• _DOCUMENT EXCERPT_:
◇ ◇ ◇ ◇

I haven’t read him for a long time, but Robert McCammon is a favorite of people who also like King. Swan Song is McCammon’s apocalypse novel, and can be compared to The Stand. My favorite McCammon is Stinger, about a big monster that takes over a town. It reads like a 50’s B-movie and is great fun.

One of the things I liked about The Stand was the scope – lots of characters, with different things happening to all of them, in different parts of the country. It didn’t drag, anywhere.

Not a horror writer, but another writer who offers a wide scope is Don Robertson, particularly his Civil War novels. He’s TOOP but used copies can be found.

Try “Earth Abides”, by George Stewart. A more realistic take on what might happen after a great plague, and a good read.

You might like The Keep by F. Paul Wilson. It’s good in it’s own right but there were two sequels I don’t recall the titles of. If you like Stephen King’s writing you should pick up Bag of Bones, the story’s a bit different than typical King but very well written, my favourite by him.

If it’s other King books you would enjoy based on your enjoyment of The Stand, you would like the Dark Tower series, as well as Eyes of the Dragon. Also try his short story collections. If you don’t like one of the stories, you can skip ahead to the next one.

*'Salem’s Lot * is my fave. The Shining was 100x better than the film.

My favorite King books: The Shining, Misery, Different Seasons, and the Bachman Books.

That is a brilliant book.

King’s novella The Mist is very good, with apocalyptic stuff going down there as well.

I’d second McCammon’s Swan Song, though virtually none of his other books stand up nearly so well. (And even this one seems very derivative of The Stand, honestly.)

If you like some zombie in your apocalypse, Monster Island and its sequels, by David Wellington are very good. They are available in online serial form or print. Online is here.

Lucifer’s Hammer, by Larry Niven and Jerry Pournelle, is a slightly dated but still entertaining “Worlds Collide”-type story about survival after a comet strikes the earth.

David Brin’s The Postman has its fans. I was fairly ambivalent, personally.

◇ ◇ ◇ ◇

• _OBJECTIVE_: Please list every author other than Stephen King who is named in the book recommendations above.

Records excerpted from a collection
◇ ◇ ◇ ◇

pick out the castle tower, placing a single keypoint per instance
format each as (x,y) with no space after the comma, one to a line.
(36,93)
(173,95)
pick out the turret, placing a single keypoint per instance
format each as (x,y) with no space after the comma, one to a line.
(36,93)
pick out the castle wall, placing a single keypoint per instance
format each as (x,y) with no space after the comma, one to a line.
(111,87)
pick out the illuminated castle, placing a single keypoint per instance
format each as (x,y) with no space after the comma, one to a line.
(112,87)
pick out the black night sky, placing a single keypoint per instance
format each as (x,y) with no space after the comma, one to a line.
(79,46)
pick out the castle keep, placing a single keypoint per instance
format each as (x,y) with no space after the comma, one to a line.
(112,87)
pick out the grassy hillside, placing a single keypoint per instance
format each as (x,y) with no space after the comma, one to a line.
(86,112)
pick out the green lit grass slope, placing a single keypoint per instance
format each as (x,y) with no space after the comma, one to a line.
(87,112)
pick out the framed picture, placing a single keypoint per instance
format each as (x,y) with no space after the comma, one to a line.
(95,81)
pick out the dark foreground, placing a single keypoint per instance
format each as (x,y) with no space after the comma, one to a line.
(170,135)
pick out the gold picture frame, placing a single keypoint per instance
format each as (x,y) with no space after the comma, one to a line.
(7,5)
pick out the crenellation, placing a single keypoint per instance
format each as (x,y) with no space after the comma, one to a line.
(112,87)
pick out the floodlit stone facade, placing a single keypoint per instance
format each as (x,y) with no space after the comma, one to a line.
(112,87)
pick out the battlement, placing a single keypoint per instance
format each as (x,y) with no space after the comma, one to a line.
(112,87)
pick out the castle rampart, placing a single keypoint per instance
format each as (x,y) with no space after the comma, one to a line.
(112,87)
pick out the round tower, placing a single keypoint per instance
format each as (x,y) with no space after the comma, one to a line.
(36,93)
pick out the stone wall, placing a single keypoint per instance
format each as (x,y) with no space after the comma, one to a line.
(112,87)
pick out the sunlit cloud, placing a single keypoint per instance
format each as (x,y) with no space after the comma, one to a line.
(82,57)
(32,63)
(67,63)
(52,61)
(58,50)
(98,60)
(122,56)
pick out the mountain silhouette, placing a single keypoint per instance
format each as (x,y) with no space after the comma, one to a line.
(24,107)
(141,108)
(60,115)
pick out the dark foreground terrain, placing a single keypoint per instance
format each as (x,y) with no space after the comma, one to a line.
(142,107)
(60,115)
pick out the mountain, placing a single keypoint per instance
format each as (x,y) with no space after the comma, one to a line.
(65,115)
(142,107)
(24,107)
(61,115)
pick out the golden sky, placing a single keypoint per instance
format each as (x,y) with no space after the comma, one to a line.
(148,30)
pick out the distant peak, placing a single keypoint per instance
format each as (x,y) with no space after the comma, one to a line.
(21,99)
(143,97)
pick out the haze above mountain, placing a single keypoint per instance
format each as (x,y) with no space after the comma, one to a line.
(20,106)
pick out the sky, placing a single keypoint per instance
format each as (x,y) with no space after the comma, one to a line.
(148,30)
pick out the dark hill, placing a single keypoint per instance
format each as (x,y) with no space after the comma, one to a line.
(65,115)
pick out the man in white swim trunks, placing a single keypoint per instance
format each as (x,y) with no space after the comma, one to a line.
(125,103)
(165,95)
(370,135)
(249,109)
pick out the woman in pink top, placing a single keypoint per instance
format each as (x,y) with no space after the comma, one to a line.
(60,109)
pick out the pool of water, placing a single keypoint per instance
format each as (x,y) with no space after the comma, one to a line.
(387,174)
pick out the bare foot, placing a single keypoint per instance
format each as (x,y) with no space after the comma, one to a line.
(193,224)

◇ ◇ ◇ ◇

• _FULL OUTPUT_: Robert McCammon, Don Robertson, George Stewart, F. Paul Wilson, David Wellington, Larry Niven, Jerry Pournelle, David Brin